● TASK DESCRIPTION
Copy the material word for word, from its first line through the line that contains "698,148 -> 760,224", including both of those lines.

[Dataset records]
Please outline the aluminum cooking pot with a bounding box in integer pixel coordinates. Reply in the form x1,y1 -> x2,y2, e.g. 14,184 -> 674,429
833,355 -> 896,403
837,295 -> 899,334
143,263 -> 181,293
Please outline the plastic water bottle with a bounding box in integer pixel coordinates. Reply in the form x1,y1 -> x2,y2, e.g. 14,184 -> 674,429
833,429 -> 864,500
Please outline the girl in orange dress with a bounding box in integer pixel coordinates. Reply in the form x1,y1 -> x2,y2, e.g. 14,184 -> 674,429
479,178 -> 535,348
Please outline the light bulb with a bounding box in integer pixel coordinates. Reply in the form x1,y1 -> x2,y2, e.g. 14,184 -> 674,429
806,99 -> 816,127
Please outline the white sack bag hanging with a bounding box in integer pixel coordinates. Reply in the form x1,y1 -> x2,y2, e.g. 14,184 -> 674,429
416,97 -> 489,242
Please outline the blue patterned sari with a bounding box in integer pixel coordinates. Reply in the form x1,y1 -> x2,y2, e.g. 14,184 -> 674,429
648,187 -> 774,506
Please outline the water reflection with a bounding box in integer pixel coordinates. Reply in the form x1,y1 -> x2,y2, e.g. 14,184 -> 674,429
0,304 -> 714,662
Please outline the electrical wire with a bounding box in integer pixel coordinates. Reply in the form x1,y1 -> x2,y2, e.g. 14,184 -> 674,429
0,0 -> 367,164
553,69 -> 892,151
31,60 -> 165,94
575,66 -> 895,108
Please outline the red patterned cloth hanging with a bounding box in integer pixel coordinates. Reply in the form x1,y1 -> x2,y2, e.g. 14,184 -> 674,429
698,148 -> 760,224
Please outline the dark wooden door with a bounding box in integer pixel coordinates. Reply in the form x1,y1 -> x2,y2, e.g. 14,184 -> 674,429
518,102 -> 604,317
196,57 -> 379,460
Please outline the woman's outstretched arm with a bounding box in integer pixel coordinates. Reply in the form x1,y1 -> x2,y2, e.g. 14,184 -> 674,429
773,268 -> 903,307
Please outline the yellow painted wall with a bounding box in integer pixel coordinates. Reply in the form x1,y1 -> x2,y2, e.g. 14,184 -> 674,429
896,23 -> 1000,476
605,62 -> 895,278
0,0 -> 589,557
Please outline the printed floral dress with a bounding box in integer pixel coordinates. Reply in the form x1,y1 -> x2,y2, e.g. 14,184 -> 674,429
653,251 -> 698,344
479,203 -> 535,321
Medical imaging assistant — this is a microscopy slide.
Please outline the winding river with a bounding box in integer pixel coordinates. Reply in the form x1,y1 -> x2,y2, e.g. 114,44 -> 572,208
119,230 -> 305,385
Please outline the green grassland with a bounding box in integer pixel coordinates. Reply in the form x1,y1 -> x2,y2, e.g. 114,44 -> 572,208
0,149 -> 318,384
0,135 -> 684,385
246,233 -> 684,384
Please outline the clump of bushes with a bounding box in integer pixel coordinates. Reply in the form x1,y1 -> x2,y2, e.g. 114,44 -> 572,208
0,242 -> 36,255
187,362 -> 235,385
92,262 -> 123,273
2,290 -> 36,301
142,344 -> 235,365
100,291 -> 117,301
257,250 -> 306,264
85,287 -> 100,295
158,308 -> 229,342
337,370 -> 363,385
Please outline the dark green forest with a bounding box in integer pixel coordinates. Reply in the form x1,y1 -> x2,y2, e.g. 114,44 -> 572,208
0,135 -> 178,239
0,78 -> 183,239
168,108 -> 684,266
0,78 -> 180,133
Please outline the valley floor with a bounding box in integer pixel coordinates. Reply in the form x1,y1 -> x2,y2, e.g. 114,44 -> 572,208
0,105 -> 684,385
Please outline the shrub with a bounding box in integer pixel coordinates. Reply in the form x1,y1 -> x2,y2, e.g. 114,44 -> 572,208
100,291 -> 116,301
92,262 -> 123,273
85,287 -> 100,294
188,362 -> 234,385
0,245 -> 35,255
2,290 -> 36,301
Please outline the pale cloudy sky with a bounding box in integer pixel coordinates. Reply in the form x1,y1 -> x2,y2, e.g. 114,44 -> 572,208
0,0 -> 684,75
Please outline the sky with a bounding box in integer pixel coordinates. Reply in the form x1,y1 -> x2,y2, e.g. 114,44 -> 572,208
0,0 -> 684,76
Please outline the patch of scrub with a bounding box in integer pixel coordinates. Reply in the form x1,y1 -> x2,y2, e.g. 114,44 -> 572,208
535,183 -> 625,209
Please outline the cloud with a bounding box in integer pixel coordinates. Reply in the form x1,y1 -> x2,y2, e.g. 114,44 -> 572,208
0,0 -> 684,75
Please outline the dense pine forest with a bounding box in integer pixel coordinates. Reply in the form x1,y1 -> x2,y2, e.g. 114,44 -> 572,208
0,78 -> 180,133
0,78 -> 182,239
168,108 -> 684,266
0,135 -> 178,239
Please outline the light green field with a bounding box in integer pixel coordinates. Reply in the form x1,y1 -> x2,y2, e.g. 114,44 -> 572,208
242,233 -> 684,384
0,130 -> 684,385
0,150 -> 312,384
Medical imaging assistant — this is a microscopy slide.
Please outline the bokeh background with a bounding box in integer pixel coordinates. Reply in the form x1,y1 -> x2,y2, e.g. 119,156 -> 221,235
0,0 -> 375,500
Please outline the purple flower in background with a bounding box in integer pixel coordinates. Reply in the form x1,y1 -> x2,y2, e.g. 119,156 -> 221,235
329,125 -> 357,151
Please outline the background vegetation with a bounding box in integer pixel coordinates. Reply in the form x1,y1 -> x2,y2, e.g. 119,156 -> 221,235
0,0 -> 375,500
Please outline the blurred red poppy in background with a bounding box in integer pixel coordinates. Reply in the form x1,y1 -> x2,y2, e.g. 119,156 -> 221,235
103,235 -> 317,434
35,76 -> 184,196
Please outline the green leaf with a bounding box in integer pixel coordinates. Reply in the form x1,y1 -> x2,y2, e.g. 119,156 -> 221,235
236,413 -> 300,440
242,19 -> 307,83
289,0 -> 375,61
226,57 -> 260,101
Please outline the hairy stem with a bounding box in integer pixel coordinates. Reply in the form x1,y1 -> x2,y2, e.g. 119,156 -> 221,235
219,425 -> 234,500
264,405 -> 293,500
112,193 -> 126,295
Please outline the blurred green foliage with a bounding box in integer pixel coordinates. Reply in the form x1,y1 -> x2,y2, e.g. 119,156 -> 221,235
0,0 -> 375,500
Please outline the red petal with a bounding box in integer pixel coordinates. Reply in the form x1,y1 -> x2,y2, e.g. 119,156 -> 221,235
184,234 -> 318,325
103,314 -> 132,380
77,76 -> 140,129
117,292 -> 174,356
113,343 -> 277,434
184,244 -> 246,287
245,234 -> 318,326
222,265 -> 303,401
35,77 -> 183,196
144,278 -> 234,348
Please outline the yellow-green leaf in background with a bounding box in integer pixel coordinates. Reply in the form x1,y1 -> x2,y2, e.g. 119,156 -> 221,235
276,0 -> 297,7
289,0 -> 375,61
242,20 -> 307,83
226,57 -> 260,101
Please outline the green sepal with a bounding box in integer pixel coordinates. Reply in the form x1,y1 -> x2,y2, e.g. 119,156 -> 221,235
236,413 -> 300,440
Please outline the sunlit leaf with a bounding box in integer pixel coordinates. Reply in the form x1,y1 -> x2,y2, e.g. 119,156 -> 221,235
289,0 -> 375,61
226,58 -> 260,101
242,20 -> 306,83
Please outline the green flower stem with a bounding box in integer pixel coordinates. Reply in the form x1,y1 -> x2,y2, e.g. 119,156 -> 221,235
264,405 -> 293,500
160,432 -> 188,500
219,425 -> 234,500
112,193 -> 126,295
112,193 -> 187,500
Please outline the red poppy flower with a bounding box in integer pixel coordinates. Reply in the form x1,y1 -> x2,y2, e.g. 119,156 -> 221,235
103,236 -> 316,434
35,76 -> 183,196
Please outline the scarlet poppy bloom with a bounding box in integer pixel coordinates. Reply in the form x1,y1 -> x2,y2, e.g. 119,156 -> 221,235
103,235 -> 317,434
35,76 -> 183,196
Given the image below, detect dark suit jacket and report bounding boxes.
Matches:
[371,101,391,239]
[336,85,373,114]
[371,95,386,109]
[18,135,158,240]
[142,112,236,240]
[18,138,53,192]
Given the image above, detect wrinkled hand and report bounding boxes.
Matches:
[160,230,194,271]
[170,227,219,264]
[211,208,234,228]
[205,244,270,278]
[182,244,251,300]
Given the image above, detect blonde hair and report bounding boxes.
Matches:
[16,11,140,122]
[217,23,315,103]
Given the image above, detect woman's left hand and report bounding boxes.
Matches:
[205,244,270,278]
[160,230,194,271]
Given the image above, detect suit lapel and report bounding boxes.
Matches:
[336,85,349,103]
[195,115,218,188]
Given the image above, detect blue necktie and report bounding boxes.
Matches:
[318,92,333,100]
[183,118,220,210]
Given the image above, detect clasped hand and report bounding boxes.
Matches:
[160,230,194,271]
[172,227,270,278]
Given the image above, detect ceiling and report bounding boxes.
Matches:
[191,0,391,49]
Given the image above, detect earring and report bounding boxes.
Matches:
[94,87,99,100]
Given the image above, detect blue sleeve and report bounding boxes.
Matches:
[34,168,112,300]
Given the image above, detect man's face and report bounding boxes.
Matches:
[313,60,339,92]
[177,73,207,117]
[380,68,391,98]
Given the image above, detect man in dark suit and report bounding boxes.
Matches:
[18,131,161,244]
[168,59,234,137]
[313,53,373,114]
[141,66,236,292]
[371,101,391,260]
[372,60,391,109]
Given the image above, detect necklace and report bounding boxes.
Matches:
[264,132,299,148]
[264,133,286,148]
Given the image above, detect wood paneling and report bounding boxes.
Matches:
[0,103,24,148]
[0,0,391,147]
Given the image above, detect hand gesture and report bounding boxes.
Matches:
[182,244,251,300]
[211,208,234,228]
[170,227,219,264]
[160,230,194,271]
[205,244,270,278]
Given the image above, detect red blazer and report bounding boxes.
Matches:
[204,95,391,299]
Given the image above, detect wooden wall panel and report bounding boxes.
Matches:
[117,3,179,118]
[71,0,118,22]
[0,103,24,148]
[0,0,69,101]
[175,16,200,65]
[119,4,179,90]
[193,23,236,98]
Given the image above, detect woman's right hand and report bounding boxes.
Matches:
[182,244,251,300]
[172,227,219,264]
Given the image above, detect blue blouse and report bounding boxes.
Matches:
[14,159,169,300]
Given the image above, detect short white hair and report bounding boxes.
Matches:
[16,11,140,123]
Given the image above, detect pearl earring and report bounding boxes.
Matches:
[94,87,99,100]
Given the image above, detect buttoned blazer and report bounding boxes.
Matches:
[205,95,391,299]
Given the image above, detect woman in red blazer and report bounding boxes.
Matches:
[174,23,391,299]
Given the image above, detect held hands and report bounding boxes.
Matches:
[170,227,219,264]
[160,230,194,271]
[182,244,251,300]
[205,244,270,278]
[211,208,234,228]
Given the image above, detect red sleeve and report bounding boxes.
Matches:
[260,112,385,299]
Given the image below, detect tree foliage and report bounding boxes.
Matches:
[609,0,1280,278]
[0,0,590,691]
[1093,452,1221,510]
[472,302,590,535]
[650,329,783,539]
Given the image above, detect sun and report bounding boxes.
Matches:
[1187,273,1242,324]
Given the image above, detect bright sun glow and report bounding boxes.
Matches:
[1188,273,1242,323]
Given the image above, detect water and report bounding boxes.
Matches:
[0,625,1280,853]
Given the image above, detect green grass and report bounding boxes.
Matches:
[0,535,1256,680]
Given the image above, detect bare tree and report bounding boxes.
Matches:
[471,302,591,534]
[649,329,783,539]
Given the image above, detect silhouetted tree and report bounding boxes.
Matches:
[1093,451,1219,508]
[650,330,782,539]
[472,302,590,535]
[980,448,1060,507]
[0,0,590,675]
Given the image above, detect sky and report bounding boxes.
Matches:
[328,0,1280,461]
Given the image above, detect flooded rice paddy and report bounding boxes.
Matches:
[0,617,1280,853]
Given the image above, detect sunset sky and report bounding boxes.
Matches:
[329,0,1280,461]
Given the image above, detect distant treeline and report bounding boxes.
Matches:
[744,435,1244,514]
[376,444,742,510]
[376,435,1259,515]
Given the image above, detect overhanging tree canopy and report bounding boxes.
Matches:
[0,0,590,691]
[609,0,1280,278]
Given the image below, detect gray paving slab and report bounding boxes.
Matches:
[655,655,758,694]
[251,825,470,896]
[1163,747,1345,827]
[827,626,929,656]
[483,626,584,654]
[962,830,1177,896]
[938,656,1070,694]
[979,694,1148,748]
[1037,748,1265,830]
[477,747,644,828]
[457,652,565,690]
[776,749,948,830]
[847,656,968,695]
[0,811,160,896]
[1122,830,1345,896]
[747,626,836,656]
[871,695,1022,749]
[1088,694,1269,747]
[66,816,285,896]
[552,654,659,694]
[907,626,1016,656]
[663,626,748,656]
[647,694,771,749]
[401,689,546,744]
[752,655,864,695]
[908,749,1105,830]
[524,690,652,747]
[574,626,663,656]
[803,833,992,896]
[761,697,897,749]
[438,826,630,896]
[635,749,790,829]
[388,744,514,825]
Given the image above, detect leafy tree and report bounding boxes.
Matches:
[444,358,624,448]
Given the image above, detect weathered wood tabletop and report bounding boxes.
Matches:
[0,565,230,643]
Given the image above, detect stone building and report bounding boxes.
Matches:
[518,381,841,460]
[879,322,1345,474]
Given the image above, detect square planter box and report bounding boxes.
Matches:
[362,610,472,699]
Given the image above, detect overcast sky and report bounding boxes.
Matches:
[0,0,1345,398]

● ANSWER TO THIS PROBLEM
Please outline the aluminum cooking pot with a bounding box in integer pixel coordinates. Reply in the form x1,y1 -> x2,y2, e.g. 14,184 -> 674,429
833,355 -> 896,403
837,295 -> 899,334
143,263 -> 181,293
Please outline the plastic water bottle with a bounding box in integer pixel coordinates. Reply in the form x1,y1 -> x2,y2, e.g. 14,184 -> 674,429
833,429 -> 864,500
Please outline the girl in orange dress with a bounding box in integer pixel coordinates. Reply in the form x1,y1 -> x2,y2, e.g. 14,184 -> 674,429
479,178 -> 535,348
Please outline the light bulb with a bounding box in integer pixel coordinates. Reply in the form x1,y1 -> x2,y2, e.g. 14,184 -> 674,429
806,99 -> 816,127
Please outline the white sack bag hanging with a bounding box in integer pixel coordinates. Reply in the form x1,y1 -> x2,y2, e.g. 14,184 -> 674,429
416,97 -> 489,242
Please outline the blue patterned sari with a bounding box in integer pixel coordinates. Reply in the form x1,y1 -> x2,y2, e.g. 14,184 -> 674,429
648,187 -> 774,506
Please outline the water reflection with a bounding box in integer pixel coordinates. Reply in the form x1,y1 -> x2,y2, e.g. 14,184 -> 674,429
0,304 -> 714,662
Please outline the electrical wire with a bounding box in integer pixel coordinates. Reply in the form x1,y1 -> x2,y2, e.g. 14,184 -> 674,429
0,0 -> 367,164
553,69 -> 892,151
31,60 -> 165,94
575,66 -> 895,108
Please outline the red patterned cloth hanging with a bounding box in integer pixel coordinates. Reply in the form x1,y1 -> x2,y2, e.g. 14,184 -> 674,429
698,148 -> 760,224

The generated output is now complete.